__Data shown__.
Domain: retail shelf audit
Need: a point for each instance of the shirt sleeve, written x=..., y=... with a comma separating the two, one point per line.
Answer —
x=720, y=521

==

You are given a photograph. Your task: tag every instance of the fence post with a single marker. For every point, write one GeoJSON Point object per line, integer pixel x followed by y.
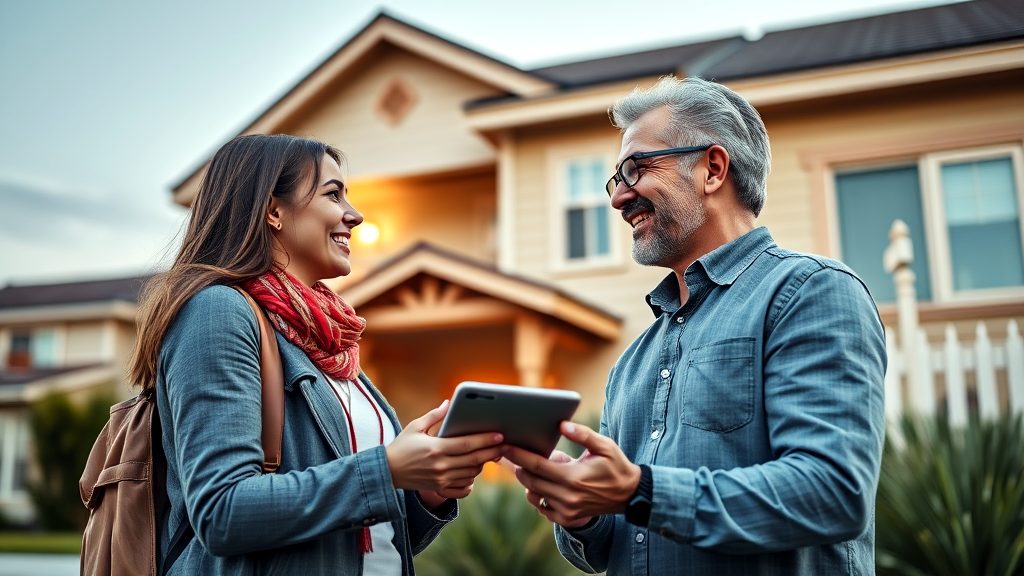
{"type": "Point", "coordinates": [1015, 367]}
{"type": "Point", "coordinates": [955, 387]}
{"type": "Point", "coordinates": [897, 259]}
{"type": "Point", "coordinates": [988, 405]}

__Set problem__. Transcribe the data between the line containing "Domain: retail shelf audit" and the line containing "x=720, y=521", inclusive, keeping every character unchanged.

__Finished task__.
Domain: retail shelf audit
Need: a point for each instance of the shirt sleeve, written x=..., y=... with a comma separating the two, one point per line.
Answer —
x=720, y=521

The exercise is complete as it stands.